Print, please, the line that contains "task: segment the green table surface" and each line after it to the end of the entries, unchanged and with nothing else.

_SUPPLIED RECORDS_.
━━━━
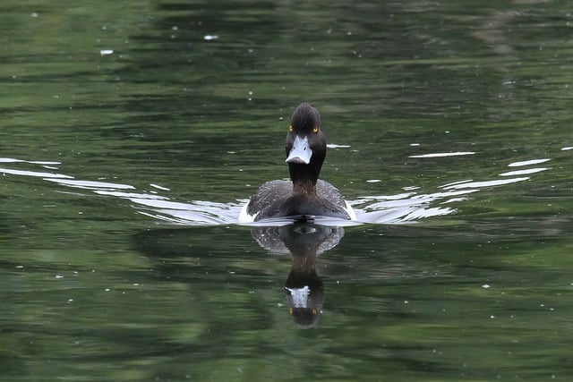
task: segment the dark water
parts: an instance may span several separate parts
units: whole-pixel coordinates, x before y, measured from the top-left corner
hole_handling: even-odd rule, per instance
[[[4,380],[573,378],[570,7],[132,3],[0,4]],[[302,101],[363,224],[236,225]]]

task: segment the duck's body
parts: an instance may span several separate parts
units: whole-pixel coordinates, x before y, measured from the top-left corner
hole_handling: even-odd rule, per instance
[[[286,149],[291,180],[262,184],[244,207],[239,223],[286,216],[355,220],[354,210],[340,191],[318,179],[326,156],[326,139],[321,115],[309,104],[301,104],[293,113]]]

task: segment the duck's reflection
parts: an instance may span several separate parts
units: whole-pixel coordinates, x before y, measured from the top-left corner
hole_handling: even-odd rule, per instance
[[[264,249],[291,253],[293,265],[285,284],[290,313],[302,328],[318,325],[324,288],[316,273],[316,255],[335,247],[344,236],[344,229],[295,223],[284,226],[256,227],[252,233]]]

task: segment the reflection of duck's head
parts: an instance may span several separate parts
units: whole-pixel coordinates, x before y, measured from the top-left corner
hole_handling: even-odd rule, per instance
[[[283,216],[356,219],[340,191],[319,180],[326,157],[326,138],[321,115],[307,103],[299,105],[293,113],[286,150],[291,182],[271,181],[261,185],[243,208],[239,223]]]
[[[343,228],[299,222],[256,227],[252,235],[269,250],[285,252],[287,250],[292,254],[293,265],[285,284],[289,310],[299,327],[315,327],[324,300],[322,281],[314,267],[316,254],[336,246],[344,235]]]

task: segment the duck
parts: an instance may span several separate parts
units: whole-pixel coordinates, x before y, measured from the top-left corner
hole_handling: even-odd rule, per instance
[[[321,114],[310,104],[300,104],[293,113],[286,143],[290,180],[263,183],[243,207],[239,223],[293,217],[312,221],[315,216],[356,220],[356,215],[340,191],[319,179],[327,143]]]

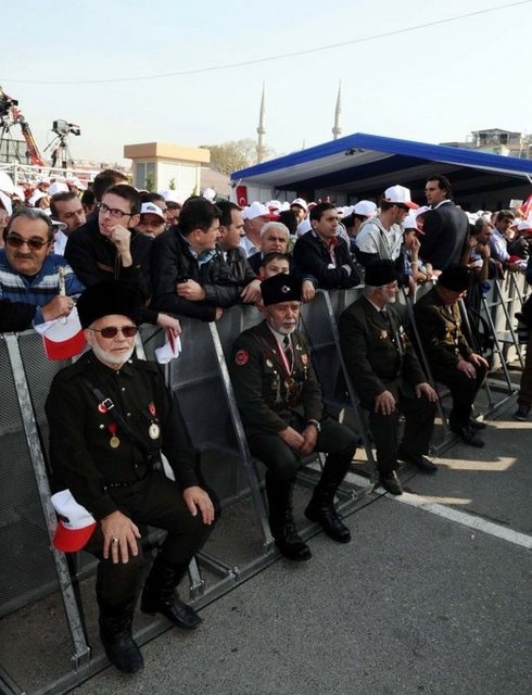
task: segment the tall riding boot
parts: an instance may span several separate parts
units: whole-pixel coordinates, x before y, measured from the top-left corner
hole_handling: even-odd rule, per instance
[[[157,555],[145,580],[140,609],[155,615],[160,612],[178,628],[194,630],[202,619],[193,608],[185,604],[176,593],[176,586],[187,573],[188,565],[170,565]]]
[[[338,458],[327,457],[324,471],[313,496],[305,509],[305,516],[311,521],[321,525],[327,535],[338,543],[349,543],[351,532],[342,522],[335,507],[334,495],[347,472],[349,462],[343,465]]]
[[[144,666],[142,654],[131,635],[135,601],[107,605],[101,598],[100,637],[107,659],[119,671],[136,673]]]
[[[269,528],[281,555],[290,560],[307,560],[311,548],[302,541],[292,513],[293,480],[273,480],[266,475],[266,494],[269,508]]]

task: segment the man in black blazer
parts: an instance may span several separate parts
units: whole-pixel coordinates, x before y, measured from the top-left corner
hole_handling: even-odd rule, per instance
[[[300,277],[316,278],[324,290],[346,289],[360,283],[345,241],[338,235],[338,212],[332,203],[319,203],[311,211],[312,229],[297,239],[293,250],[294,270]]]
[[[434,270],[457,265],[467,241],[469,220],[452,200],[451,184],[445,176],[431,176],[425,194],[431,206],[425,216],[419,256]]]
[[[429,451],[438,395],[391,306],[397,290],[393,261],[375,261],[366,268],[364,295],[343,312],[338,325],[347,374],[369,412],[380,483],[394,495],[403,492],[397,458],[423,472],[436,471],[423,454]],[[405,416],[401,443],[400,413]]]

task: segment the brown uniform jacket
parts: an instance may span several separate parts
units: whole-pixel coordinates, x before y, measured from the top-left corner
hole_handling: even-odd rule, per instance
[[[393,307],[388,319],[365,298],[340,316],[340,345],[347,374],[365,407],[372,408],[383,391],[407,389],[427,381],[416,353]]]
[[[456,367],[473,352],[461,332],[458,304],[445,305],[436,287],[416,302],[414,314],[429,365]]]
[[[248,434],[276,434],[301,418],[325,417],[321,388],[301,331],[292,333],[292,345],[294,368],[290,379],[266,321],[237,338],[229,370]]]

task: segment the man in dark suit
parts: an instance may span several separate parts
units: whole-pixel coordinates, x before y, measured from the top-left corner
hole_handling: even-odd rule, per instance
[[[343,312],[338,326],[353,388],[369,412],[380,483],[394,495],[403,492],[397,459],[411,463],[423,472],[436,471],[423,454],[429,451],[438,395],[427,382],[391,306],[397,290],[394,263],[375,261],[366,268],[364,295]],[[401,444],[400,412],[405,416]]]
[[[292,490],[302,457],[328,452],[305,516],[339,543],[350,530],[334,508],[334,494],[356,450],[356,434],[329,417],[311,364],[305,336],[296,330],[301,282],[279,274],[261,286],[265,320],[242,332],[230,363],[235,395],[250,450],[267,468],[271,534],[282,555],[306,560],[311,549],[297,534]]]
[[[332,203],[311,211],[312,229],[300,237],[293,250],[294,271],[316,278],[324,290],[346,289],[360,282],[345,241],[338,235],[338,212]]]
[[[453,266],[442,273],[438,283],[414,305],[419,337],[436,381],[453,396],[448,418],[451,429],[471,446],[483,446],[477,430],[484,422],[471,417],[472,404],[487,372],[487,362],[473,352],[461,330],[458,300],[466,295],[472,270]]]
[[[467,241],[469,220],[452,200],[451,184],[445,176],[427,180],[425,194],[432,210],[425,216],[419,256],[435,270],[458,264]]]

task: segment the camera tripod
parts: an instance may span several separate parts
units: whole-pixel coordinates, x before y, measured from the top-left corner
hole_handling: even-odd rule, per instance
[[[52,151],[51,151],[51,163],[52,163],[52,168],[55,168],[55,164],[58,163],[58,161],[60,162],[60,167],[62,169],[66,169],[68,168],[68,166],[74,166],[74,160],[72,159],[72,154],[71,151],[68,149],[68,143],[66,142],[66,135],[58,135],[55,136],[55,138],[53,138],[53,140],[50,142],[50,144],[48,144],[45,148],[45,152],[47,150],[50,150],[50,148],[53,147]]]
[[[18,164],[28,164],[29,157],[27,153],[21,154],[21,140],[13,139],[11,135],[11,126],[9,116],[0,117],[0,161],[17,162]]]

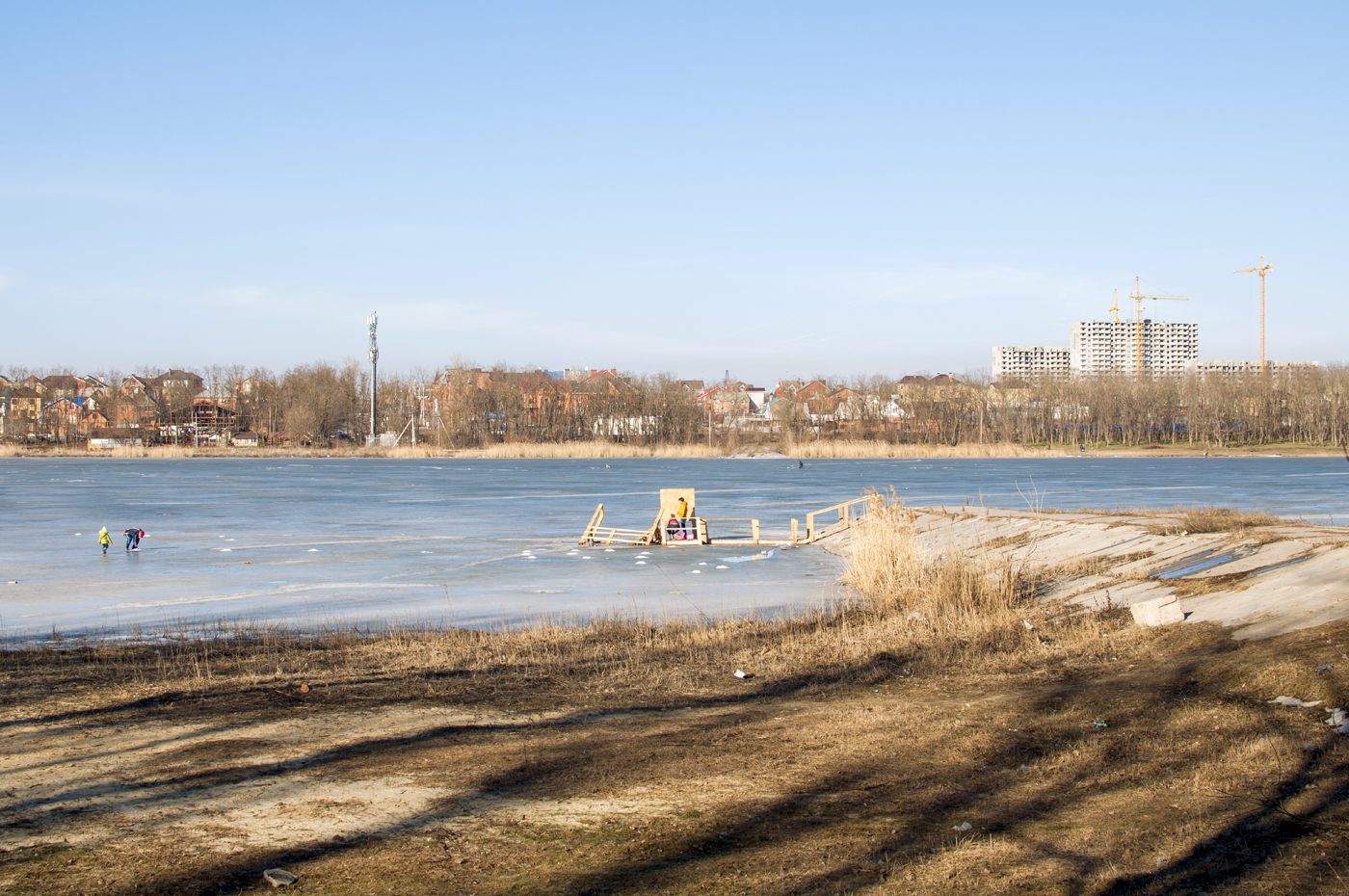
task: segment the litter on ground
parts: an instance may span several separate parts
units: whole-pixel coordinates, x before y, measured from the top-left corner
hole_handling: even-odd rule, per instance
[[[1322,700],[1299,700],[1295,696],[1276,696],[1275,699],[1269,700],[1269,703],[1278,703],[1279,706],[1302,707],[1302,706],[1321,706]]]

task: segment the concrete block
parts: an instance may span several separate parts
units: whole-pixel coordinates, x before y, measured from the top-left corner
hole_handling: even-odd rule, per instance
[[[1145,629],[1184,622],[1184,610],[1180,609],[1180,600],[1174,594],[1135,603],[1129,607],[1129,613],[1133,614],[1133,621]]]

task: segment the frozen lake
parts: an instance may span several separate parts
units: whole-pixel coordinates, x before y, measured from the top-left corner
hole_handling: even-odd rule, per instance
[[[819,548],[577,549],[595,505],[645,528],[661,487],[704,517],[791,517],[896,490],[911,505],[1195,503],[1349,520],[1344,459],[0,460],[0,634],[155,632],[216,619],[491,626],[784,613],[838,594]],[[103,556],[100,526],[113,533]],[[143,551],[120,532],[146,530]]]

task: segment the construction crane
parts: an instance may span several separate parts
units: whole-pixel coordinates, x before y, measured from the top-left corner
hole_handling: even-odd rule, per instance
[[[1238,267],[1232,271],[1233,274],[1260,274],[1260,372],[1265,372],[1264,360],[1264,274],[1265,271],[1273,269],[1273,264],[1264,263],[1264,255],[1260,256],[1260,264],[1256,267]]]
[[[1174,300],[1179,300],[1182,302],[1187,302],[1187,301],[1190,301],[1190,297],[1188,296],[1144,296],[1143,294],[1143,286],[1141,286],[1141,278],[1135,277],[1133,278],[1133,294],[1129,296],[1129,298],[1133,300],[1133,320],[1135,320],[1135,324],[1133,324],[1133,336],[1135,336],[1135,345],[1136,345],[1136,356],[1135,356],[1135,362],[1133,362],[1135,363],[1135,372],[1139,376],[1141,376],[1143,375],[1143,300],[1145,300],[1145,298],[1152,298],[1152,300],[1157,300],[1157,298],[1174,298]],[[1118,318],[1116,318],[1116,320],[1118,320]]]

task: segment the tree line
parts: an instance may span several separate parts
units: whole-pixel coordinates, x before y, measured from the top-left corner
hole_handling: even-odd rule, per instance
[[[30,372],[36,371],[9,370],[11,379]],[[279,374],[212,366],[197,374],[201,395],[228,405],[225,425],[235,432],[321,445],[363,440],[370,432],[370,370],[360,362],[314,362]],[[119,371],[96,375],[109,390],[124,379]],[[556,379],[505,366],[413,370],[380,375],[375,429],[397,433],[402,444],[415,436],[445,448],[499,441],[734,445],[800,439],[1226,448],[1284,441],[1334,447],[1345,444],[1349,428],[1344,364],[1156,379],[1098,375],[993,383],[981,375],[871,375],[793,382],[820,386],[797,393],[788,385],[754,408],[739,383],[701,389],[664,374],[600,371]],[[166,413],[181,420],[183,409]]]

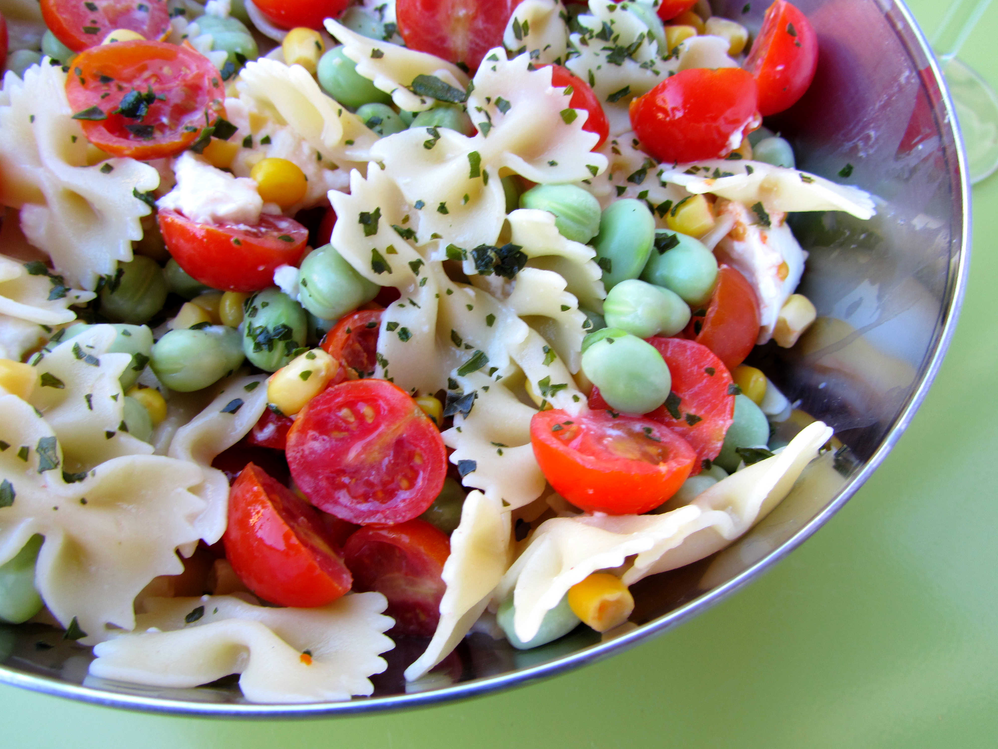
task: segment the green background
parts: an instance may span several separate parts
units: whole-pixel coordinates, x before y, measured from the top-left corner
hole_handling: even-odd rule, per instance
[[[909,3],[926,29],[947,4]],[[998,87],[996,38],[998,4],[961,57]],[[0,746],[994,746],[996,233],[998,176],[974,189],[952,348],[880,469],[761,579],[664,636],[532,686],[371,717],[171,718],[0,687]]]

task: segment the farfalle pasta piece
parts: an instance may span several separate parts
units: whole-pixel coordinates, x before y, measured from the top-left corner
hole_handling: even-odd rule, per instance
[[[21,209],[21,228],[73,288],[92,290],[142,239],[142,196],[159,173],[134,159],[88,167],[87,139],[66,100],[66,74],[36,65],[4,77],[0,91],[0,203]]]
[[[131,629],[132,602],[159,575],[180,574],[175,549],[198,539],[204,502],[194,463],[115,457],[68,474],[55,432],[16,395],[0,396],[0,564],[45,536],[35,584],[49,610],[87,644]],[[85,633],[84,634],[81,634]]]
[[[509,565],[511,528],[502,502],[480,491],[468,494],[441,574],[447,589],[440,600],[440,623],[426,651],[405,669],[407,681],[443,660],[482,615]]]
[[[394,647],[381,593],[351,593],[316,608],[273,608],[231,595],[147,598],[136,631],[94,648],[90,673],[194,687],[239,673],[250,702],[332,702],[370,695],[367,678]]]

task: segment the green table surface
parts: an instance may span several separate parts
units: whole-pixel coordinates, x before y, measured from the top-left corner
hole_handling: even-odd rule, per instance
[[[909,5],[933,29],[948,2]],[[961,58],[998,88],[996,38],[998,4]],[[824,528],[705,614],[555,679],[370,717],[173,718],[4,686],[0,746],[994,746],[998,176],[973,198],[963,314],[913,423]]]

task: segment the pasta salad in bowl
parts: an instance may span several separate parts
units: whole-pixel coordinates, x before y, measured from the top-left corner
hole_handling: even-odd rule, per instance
━━━━
_ANSWER TO THE PROBLEM_.
task: segment the green table surface
parts: an instance may span several separate parts
units: whole-pixel coordinates, x before y, measured from the top-left corner
hole_handling: even-odd rule, per instance
[[[909,5],[933,29],[948,2]],[[961,58],[998,88],[996,38],[998,4]],[[824,528],[705,614],[555,679],[370,717],[173,718],[4,686],[0,746],[994,746],[998,176],[973,198],[963,314],[913,423]]]

task: segment the pasta salad in bowl
parts: an instance may span several separate parts
units: whole-pixel coordinates, x before y, measured from the top-left corner
hole_handling: even-odd rule, per instance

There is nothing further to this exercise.